Short problem 1: In the entries below, pull out every line that contains the word "yellow" and copy each one.

Page text:

• • • • • • •

On Mon, 4 May 2020 21:28:57 +0530
Kirti Wankhede <kwankhede@nvidia.com> wrote:

> DMA mapped pages, including those pinned by mdev vendor drivers, might
> get unpinned and unmapped while migration is active and device is still
> running. For example, in pre-copy phase while guest driver could access
> those pages, host device or vendor driver can dirty these mapped pages.
> Such pages should be marked dirty so as to maintain memory consistency
> for a user making use of dirty page tracking.
> 
> To get bitmap during unmap, user should allocate memory for bitmap, set
> size of allocated memory, set page size to be considered for bitmap and
> set flag VFIO_DMA_UNMAP_FLAG_GET_DIRTY_BITMAP.
> 
> Signed-off-by: Kirti Wankhede <kwankhede@nvidia.com>
> Reviewed-by: Neo Jia <cjia@nvidia.com>
> ---
>  drivers/vfio/vfio_iommu_type1.c | 84 +++++++++++++++++++++++++++++++++++++++--
>  include/uapi/linux/vfio.h       | 10 +++++
>  2 files changed, 90 insertions(+), 4 deletions(-)

• • • • • • •

Short problem 2: Write what follows in the VFIO patch message above, starting after its final line.

• • • • • • •

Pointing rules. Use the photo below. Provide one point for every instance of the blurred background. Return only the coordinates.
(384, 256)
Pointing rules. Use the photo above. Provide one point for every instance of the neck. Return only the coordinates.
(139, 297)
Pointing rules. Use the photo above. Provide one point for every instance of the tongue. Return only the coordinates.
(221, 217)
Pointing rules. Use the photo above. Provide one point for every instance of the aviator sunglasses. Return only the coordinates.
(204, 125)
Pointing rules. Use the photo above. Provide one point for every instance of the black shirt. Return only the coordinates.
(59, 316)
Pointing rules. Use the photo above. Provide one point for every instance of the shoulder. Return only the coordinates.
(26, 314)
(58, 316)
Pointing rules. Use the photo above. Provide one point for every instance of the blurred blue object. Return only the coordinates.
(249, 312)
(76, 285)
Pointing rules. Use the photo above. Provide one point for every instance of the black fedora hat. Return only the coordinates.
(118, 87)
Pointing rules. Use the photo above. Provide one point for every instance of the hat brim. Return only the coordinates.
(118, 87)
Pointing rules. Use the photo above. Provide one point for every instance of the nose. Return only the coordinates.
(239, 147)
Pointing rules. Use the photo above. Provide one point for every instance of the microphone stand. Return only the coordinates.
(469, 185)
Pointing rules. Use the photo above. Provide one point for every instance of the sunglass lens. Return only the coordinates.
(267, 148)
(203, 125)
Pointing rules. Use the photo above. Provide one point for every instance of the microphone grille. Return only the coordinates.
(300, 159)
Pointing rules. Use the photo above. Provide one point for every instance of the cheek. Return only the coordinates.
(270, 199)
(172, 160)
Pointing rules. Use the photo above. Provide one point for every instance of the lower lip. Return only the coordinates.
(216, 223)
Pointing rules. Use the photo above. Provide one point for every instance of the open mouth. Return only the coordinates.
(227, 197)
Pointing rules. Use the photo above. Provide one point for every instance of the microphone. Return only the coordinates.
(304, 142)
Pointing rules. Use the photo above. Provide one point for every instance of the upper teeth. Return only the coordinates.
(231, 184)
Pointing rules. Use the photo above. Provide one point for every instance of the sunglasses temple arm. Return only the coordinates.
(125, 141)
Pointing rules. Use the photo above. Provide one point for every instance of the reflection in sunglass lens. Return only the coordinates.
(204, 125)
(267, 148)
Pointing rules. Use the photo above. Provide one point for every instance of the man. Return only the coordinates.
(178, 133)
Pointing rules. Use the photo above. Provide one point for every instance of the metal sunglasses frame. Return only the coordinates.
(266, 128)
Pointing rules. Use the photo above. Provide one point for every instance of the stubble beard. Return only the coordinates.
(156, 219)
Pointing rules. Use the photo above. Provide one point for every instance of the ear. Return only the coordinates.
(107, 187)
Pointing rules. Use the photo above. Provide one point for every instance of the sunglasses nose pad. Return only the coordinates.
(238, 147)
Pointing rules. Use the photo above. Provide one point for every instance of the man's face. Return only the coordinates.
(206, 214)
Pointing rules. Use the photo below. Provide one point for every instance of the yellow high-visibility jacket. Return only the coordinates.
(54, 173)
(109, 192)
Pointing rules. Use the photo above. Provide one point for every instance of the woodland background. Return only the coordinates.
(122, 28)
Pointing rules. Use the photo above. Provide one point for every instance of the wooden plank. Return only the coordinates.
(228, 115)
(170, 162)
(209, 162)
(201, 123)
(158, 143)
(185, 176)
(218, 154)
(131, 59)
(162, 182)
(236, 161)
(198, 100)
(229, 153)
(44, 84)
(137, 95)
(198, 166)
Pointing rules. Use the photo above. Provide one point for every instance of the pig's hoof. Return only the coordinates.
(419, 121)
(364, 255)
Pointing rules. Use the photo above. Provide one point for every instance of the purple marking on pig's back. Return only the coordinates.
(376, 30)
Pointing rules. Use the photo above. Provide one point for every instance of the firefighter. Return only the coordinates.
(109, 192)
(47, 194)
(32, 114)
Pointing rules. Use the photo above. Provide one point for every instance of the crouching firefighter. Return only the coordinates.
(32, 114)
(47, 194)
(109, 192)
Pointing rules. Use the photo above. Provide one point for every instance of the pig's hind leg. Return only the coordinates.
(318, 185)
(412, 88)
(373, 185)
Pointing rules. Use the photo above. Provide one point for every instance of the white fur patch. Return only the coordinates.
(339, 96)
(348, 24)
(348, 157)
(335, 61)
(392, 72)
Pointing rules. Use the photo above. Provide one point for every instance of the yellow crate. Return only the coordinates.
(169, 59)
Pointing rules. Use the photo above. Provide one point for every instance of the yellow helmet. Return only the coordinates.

• • • • • • •

Written reply 1:
Pointing rules. Use the photo below. Provide one point for every instance of the yellow high-visibility jacket. Return only the coordinates.
Pointing rules. Use the photo above. Provide one point for every instance of the yellow crate. Return only the coordinates.
Pointing rules. Use the photo above. Provide one point for every instance of the yellow helmet. Return only the coordinates.

Written reply 2:
> 
> diff --git a/drivers/vfio/vfio_iommu_type1.c b/drivers/vfio/vfio_iommu_type1.c
> index 01dcb417836f..8b27faf1ec38 100644
> --- a/drivers/vfio/vfio_iommu_type1.c
> +++ b/drivers/vfio/vfio_iommu_type1.c
> @@ -983,12 +983,14 @@ static int verify_bitmap_size(uint64_t npages, uint64_t bitmap_size)
>  }
>  
>  static int vfio_dma_do_unmap(struct vfio_iommu *iommu,
> -			     struct vfio_iommu_type1_dma_unmap *unmap)
> +			     struct vfio_iommu_type1_dma_unmap *unmap,
> +			     struct vfio_bitmap *bitmap)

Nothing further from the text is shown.